▶ _Task details_: Filter the records below and keep every line that contains the word "cannon".

[start of Records supplied]

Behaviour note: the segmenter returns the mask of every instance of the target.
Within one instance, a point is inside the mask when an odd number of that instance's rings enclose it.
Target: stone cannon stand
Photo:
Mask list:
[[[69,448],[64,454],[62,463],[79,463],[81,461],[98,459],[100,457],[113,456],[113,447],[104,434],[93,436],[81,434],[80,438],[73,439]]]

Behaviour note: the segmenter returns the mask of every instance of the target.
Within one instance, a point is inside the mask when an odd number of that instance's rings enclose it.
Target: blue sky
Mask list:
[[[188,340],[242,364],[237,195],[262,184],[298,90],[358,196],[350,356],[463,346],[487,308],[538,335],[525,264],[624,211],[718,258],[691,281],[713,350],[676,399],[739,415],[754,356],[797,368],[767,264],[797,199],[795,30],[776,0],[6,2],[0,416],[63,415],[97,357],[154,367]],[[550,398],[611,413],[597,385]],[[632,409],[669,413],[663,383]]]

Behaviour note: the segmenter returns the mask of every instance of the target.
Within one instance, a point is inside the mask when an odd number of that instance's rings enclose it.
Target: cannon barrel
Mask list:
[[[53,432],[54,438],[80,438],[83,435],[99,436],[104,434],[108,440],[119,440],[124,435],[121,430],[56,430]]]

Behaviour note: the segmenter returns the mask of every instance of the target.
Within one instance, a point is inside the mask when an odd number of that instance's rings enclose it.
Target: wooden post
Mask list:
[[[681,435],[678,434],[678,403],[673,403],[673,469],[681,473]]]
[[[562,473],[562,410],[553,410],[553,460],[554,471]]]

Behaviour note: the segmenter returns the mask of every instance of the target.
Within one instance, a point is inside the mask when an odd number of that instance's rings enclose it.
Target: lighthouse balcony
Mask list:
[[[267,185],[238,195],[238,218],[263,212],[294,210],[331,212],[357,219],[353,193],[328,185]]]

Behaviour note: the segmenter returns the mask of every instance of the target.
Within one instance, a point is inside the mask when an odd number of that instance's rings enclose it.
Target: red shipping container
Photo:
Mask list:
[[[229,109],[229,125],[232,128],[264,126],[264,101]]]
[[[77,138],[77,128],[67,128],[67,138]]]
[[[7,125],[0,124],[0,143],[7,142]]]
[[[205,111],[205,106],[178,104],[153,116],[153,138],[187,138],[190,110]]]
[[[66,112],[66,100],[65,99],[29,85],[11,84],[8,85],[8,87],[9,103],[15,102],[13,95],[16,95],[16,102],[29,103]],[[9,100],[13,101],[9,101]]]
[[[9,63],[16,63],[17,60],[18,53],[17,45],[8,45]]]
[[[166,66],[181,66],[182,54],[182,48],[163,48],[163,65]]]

[end of Records supplied]

▶ _Result of the exercise_:
Target: stone cannon stand
Target: cannon barrel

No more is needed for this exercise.